### JOB
Every entry must be echoed exactly.

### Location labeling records

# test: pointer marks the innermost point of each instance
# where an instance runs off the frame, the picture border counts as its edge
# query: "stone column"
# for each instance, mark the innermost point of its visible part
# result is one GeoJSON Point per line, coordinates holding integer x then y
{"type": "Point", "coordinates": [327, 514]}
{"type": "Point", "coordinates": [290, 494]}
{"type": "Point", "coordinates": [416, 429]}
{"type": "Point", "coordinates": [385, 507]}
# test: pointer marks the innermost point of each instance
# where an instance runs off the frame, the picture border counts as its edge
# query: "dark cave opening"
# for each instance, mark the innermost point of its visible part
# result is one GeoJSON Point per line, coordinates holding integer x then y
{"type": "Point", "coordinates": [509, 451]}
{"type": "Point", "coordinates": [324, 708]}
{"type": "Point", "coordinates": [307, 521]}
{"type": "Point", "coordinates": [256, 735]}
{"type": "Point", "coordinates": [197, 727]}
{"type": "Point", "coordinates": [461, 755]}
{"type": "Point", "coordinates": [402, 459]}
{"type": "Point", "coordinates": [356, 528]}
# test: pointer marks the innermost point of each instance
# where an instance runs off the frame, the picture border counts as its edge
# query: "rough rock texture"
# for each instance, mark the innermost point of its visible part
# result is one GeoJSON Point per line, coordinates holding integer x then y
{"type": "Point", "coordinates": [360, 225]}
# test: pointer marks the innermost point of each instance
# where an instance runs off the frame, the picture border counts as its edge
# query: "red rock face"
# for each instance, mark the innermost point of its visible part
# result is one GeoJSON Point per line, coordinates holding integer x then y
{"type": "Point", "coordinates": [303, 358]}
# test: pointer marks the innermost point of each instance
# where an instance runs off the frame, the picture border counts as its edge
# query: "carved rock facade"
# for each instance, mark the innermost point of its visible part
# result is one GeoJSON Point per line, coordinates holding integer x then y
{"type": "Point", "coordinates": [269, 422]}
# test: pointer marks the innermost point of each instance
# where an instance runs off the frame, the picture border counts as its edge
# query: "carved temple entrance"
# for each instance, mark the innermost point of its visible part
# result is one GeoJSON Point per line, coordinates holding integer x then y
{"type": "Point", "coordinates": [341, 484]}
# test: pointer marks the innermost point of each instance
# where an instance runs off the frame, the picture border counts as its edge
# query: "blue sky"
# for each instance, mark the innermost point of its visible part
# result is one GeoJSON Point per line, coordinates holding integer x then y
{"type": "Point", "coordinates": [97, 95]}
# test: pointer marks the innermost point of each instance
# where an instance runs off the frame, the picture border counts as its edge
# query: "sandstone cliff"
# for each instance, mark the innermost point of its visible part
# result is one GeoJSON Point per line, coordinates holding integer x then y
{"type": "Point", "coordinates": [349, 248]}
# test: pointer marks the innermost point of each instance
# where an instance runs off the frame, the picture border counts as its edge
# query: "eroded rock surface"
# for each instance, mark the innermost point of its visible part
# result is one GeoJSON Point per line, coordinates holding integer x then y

### EXERCISE SOLUTION
# test: pointer marks the innermost point of each instance
# where an instance runs off the frame, the picture border counts as its edge
# query: "stone column"
# for each instance, mark the innermost point of its visible part
# result is one GeoJSON Point per line, coordinates holding integer x then y
{"type": "Point", "coordinates": [327, 514]}
{"type": "Point", "coordinates": [290, 494]}
{"type": "Point", "coordinates": [416, 429]}
{"type": "Point", "coordinates": [385, 507]}
# test: pointer marks the innermost point of each instance
# where an instance runs off the frame, the picture border counts as its edge
# query: "dark cave opening"
# for each instance, mark the innermost point of its visible part
# result is one GeoJSON Point per line, coordinates holding integer x then y
{"type": "Point", "coordinates": [509, 451]}
{"type": "Point", "coordinates": [324, 708]}
{"type": "Point", "coordinates": [307, 521]}
{"type": "Point", "coordinates": [256, 735]}
{"type": "Point", "coordinates": [197, 727]}
{"type": "Point", "coordinates": [461, 755]}
{"type": "Point", "coordinates": [402, 459]}
{"type": "Point", "coordinates": [356, 528]}
# test: pointer marks the innermost point of each instance
# where an instance runs off the frame, the picture border counts as its edge
# query: "rough rock texture"
# for each instance, mark the innermost point of its visible part
# result is one GeoJSON Point per line, coordinates holding integer x then y
{"type": "Point", "coordinates": [360, 225]}
# test: pointer marks the innermost point of each instance
# where an instance runs off the frame, the picture border counts as its edge
# query: "red rock face"
# for each instance, mark the innermost point of its visible part
# result is one GeoJSON Point per line, coordinates holding integer x then y
{"type": "Point", "coordinates": [303, 358]}
# test: pointer marks the innermost point of each instance
# where an instance runs off the frame, the picture border counts as its edge
# query: "carved rock facade"
# for each instance, mark the innermost point of its visible part
# result is one GeoJSON Point per line, coordinates holding integer x then y
{"type": "Point", "coordinates": [269, 422]}
# test: pointer marks the innermost point of each instance
# where an instance runs off the frame, the picture border counts as its edge
# query: "carved temple entrance"
# for each instance, mark the innermost point of its visible part
# result is one GeoJSON Point per line, coordinates holding integer x then y
{"type": "Point", "coordinates": [341, 484]}
# test: pointer marks the innermost point of each instance
# where an instance runs off the frame, the picture border counts as its edge
# query: "blue sky"
# for each instance, mark the innermost point of its visible part
# result is one GeoJSON Point per line, coordinates holding integer x then y
{"type": "Point", "coordinates": [97, 95]}
# test: pointer marks the innermost point of each instance
# where an instance runs off the frame, the picture border counts as its edge
# query: "sandstone cliff"
# for each instance, mark the innermost point of its visible part
# result is one GeoJSON Point per line, coordinates holding integer x then y
{"type": "Point", "coordinates": [349, 248]}
# test: pointer marks the innermost point of each instance
# where an instance runs off the frame, the picture border counts as its edge
# query: "eroded rock surface"
# for each instance, mark the innermost point of its visible part
# result is one GeoJSON Point per line, coordinates holding integer x then y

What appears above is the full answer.